> Exercise prompt:
Could you copy every record exactly, leaving the pictures behind?

> Records shown:
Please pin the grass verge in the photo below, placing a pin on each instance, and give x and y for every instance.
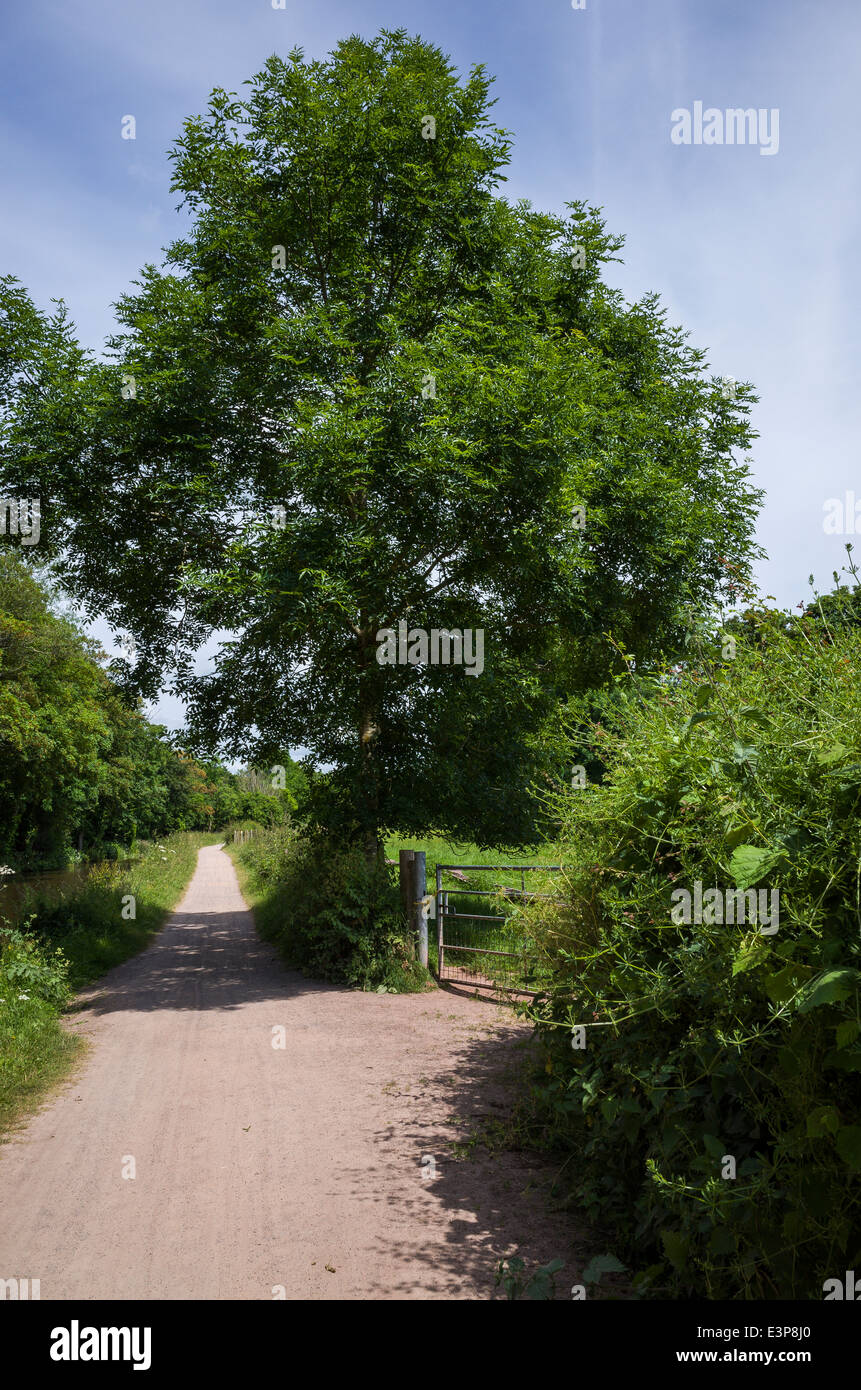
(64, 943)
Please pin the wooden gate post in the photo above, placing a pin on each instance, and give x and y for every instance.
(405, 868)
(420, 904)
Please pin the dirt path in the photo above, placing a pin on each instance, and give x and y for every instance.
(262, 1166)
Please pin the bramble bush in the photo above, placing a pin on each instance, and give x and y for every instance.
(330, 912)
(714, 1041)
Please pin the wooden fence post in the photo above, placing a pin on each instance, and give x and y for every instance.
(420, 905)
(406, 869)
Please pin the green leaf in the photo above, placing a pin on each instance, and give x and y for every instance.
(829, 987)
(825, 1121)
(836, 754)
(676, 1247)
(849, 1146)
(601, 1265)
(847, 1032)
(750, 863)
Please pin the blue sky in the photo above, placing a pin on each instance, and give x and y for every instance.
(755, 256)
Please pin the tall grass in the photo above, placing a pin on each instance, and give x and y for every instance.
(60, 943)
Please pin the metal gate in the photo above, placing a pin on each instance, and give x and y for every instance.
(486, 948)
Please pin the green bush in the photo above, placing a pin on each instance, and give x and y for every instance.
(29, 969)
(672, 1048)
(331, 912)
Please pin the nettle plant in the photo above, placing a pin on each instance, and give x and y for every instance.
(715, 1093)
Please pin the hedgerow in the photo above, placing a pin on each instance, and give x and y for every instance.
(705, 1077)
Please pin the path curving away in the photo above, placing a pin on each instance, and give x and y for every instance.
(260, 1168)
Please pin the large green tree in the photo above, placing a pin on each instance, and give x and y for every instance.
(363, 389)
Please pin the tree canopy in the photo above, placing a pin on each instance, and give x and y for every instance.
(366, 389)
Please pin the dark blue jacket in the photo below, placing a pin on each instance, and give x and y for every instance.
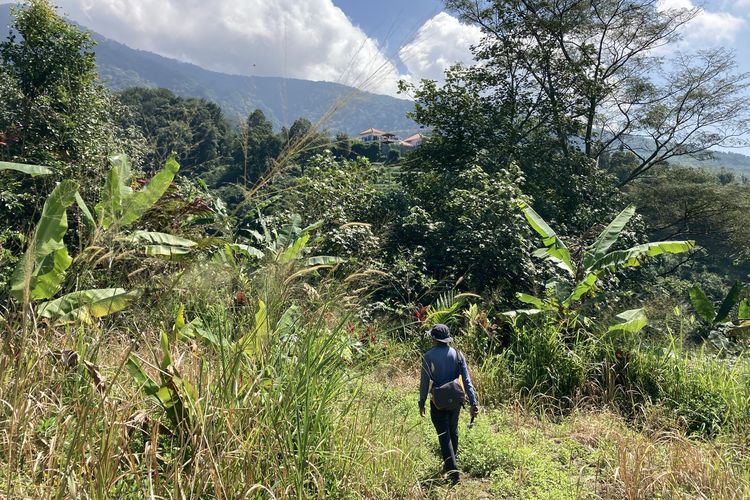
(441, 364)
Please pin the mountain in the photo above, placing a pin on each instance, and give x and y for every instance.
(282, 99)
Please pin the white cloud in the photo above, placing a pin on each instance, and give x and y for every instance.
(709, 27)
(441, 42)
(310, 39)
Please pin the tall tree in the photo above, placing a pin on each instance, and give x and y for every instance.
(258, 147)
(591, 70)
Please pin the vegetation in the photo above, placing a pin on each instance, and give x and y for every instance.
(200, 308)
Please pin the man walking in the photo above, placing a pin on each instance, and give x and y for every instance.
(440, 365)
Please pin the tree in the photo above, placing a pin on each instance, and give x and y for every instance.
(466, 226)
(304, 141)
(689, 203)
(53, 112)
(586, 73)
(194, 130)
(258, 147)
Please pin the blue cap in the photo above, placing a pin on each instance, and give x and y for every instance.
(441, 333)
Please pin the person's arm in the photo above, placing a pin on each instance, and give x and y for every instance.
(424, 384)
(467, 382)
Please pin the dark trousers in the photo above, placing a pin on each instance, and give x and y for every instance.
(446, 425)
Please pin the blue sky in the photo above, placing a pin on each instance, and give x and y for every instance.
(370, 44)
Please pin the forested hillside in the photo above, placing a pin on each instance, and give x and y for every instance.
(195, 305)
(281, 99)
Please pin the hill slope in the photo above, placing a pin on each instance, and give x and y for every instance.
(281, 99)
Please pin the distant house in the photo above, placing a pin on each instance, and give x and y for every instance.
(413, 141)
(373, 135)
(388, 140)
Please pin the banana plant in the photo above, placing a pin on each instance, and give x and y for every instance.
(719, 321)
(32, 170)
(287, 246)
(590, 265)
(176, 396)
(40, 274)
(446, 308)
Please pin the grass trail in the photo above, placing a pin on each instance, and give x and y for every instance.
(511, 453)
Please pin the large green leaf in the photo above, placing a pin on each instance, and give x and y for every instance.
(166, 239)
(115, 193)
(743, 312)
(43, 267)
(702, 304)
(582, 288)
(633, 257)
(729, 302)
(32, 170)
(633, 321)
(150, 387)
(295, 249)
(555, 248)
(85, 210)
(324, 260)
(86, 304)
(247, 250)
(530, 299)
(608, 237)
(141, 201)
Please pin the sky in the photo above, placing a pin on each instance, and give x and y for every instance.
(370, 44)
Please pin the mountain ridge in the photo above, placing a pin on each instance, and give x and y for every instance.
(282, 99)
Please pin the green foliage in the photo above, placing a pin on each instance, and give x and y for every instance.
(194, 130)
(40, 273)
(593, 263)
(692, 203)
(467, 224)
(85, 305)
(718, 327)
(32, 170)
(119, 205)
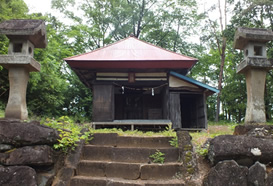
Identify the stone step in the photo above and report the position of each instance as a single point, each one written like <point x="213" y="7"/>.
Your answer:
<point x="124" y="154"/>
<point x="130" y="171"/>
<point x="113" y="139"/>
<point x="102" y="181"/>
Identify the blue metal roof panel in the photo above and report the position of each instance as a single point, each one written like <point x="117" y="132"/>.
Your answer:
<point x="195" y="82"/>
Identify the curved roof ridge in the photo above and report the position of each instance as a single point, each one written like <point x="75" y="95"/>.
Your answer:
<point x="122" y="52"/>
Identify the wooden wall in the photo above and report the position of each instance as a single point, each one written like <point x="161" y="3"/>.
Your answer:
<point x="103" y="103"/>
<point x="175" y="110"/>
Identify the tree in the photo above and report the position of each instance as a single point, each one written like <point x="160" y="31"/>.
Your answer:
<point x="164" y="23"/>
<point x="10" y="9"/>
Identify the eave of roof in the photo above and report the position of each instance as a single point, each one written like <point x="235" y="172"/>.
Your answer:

> Task output:
Please pin the grass verge in the photo below, placing a pin on each instance, and give x and y for every instance.
(64, 943)
Please pin the wooden gate post in the photo above, placing a pin on each instance, and give x and y for every instance.
(405, 868)
(420, 904)
Please pin the dirt path in the photo above, placing a pin on each instance, and give x and y for every instance.
(262, 1166)
Please pin the bramble bush in the photo above, placing a pin on each instance, and give x and y for every instance.
(330, 912)
(714, 1041)
Please pin the wooden fence post in the photo above, placing a pin on each instance, and give x and y for every instance.
(420, 905)
(406, 869)
Please pin the green leaf in the photo above, placing a pin on each instance, and give x and y for every instance.
(829, 987)
(825, 1121)
(836, 754)
(676, 1247)
(849, 1146)
(601, 1265)
(847, 1032)
(750, 863)
Please pin the blue sky in the photo above, placing a pin on each instance, and give x and y for every instance.
(755, 256)
Please pin the tall grass in the photo above, placing a pin on each instance, and give x and y for every instance.
(60, 943)
Please pin the metal gate in the photo above, placing a pin on each instance, and give x and y for every instance.
(486, 948)
Please pin the green bush in the photo above, placing a pin on each instance, and give x and y for every instance.
(29, 969)
(672, 1048)
(331, 912)
Please pin the nettle plant in the photo above, placing a pin on each instance, and give x and y for every instance.
(715, 1093)
Please pin the hedgerow in the photo above, placing a pin on each instance, and give x and y for every instance.
(705, 1077)
Please pin the path curving away in the photo above, placing a pin on each instance, and give x and y for every instance.
(260, 1168)
Please pin the large green tree in the photo above, placing a pin on each instance, and give x and y for every instance.
(363, 389)
Please pin the tree canopy in the photo above, placing a pin on each instance, and give x and y for every instance.
(366, 389)
Please pin the dark blue jacket in the photo below, placing a pin on each instance, and give x and y for every instance.
(441, 364)
Please pin the mountain in the photo above, placing a pin on each instance, and give x and y for every instance.
(282, 99)
Please pin the white cloud in the photo above, placing a pin on each instance, and give x and y for every instance.
(709, 27)
(441, 42)
(310, 39)
Please pin the tall tree in the photo above, placing a pin on each instance, and give x and y for every instance.
(258, 147)
(591, 70)
Please pin the vegetation in the photo above, placing a pin on each instance, and give x and y for every instance.
(200, 308)
Please pin the man walking in the photo above, placing a pin on each instance, and give x and y for every instance.
(440, 365)
Please pin the tree in the photo above, placing a pin on each instance, and give x and y for every instance.
(466, 226)
(304, 141)
(689, 203)
(53, 112)
(586, 73)
(194, 130)
(258, 147)
Please pin the blue cap in the photo above, placing a pin on each instance, and give x and y for every instance.
(441, 333)
Please pin the person's arm in the photo above, placing a pin on each instance, and give x and y for every instance.
(424, 384)
(467, 382)
Please pin the dark trousers in the photo above, placing a pin on each instance, and give x and y for every instance.
(446, 425)
Please pin the blue sky in the photo above, placing a pin on each instance, and give x and y for every instance.
(370, 44)
Please pin the forested hillside in the photo above, placing a pin on each instance, and give x and y for every instance.
(195, 305)
(281, 99)
Please pin the hill slope in the photo above, placing a pin on each instance, and give x and y for every instance.
(281, 99)
Please pin the distant house in the photo above, placing a pin on each instance, and give x and y for every instance.
(413, 141)
(373, 135)
(388, 140)
Please pin the banana plant in the photo above, placing a pin on each instance, and give x and y for every instance.
(719, 321)
(32, 170)
(287, 246)
(590, 265)
(176, 396)
(40, 274)
(446, 308)
Please pin the grass trail in the photo above, placing a pin on each instance, and give x and y for every instance.
(511, 453)
Please pin the large green leaf in the photo above, placing a pin on each instance, and give x and y for every instance.
(166, 239)
(115, 193)
(743, 312)
(43, 267)
(702, 304)
(582, 288)
(633, 257)
(729, 302)
(32, 170)
(633, 321)
(150, 387)
(295, 249)
(555, 248)
(85, 210)
(324, 260)
(86, 304)
(247, 250)
(530, 299)
(608, 237)
(141, 201)
Please pin the sky in the photo above, placing a pin on each instance, and give x and y for every instance.
(370, 44)
Please pin the mountain ridge in the photo above, placing a pin on each instance, and give x and y for every instance.
(282, 99)
Please pin the green foliage in the photo above, placing a pin on each instance, and give x and y for every instance.
(194, 130)
(40, 273)
(593, 263)
(692, 203)
(467, 224)
(85, 305)
(718, 327)
(32, 170)
(119, 205)
Identify the stone step in the photo above and report the position of each instance as a single point, each one written like <point x="213" y="7"/>.
Your answer:
<point x="124" y="154"/>
<point x="130" y="171"/>
<point x="113" y="139"/>
<point x="102" y="181"/>
Identify the blue metal roof panel in the photo above and report the position of each instance as a single point, each one written like <point x="117" y="132"/>.
Your answer:
<point x="195" y="82"/>
Identify the curved roof ridge in the photo above and report the position of each instance as a single point, each one written like <point x="75" y="95"/>.
Your answer:
<point x="122" y="52"/>
Identify the wooden wall in the photo above and report the position of each instance as a single point, each one written like <point x="161" y="3"/>.
Your answer:
<point x="103" y="103"/>
<point x="175" y="110"/>
Identify the tree in the photo above and report the position of each instance as a single point, each one written like <point x="160" y="31"/>.
Your answer:
<point x="164" y="23"/>
<point x="10" y="9"/>
Identify the eave of roof in the photo above and report the position of each instance as a single point, each one written like <point x="235" y="172"/>.
Your answer:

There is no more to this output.